* _Reading text_:

BEGIN

Borgonzola and Pumpkin Cannelloni

Ingredients

2 cups (500 mL) cooked and mashed pumpkin pulp
1/3 lb (150 g) Tre Stelle® Borgonzola cheese, crumbled
1/3 cup (75 mL) pine nuts, lightly toasted
1 cup (250 mL) cooked and strained spinach leaves
1 garlic clove, finely chopped
Salt and pepper
16 to 20 cannelloni tubes, cooked al dente and drained
2 cups (500 mL)tomato sauce
1 cup (250 mL) vegetable juice
1/3 lb (150 g)Tre Stelle®Provolone cheese, sliced

Method

Preheat
oven to 375°F (190°C).

In bowl, combine pumpkin flesh,
Tre Stelle® Borgonzola cheese, pine nuts, spinach leaves and garlic, tossing with fork. Season to taste with salt and pepper. Stuff cannelloni gently with pumpkin and cheese mixture, using teaspoon.

END

* _Set problem 1_: Name each ingredient in the recipe text whose amount is given in cups.
* _Set problem 2_: Reproduce the recipe text word for word between "In bowl, combine" and "mixture, using teaspoon.", inclusive.

* _Supplied material_:
BEGIN

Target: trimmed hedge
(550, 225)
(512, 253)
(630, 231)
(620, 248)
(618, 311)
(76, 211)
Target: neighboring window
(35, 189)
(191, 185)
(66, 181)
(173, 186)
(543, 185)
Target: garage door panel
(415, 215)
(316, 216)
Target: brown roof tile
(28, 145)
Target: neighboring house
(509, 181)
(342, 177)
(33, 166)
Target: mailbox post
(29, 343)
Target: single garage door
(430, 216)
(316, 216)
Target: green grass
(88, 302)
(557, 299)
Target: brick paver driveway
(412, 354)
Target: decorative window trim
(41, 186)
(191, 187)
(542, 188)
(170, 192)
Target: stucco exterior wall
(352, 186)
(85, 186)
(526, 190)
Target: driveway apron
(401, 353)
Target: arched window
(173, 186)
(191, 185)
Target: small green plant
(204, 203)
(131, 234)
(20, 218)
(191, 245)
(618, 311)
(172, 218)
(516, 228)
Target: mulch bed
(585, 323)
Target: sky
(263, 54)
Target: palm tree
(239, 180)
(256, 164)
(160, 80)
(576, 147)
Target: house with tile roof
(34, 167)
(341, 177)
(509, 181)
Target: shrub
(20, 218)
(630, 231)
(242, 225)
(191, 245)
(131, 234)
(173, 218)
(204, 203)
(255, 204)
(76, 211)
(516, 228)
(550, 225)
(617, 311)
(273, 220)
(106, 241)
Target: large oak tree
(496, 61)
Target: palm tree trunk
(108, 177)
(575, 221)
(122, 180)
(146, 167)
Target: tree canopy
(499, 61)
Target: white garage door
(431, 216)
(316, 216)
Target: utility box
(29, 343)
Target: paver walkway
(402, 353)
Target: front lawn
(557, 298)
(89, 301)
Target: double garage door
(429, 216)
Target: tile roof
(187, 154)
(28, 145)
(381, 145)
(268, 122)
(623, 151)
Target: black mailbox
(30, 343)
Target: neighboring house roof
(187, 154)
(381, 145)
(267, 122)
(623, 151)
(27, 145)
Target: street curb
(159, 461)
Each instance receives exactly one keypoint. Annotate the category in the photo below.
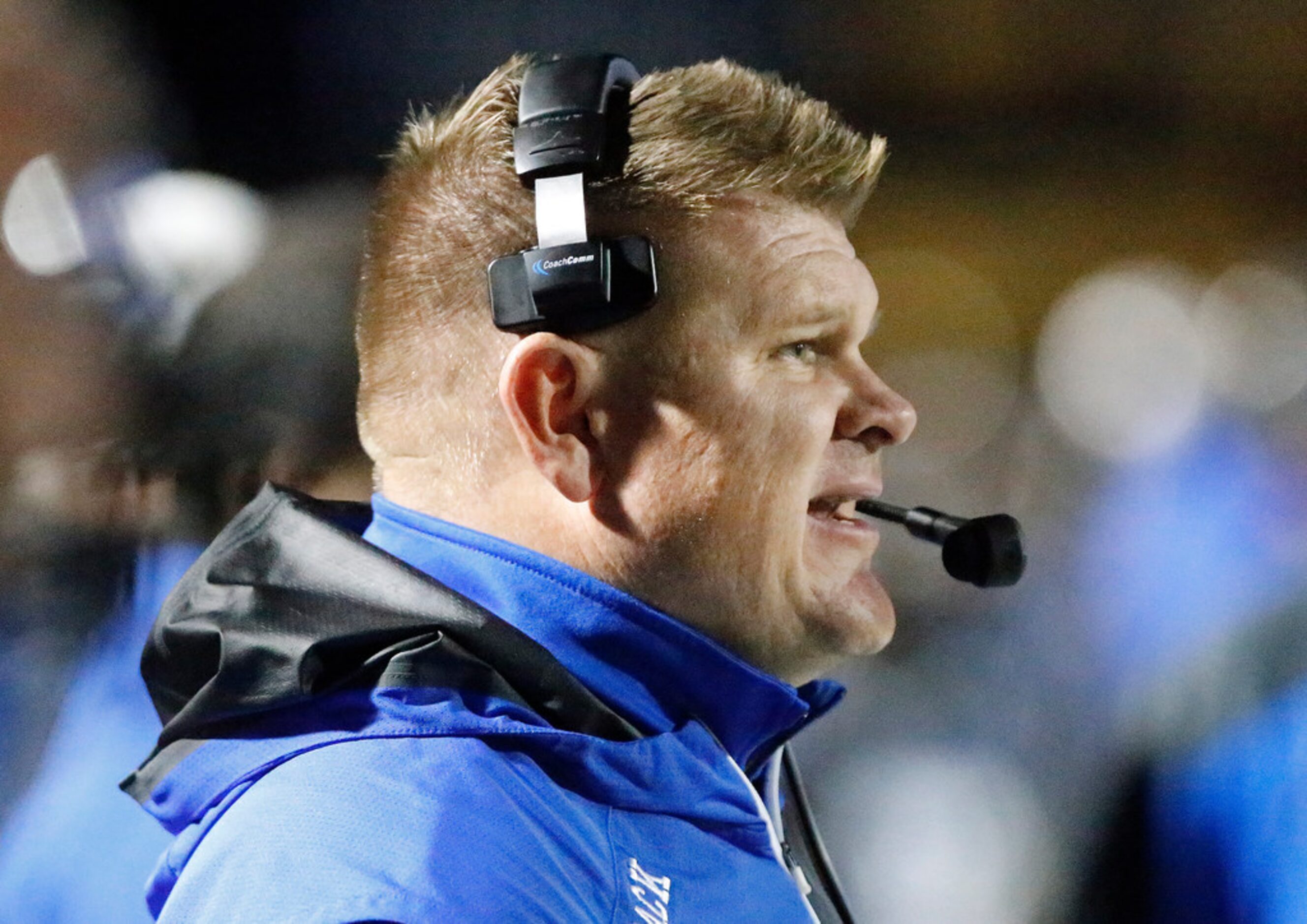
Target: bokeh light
(1120, 363)
(1254, 326)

END

* _Task solution 1_:
- Cooked and mashed pumpkin pulp
- Pine nuts
- Cooked and strained spinach leaves
- Tomato sauce
- Vegetable juice

* _Task solution 2_:
In bowl, combine pumpkin flesh,
Tre Stelle® Borgonzola cheese, pine nuts, spinach leaves and garlic, tossing with fork. Season to taste with salt and pepper. Stuff cannelloni gently with pumpkin and cheese mixture, using teaspoon.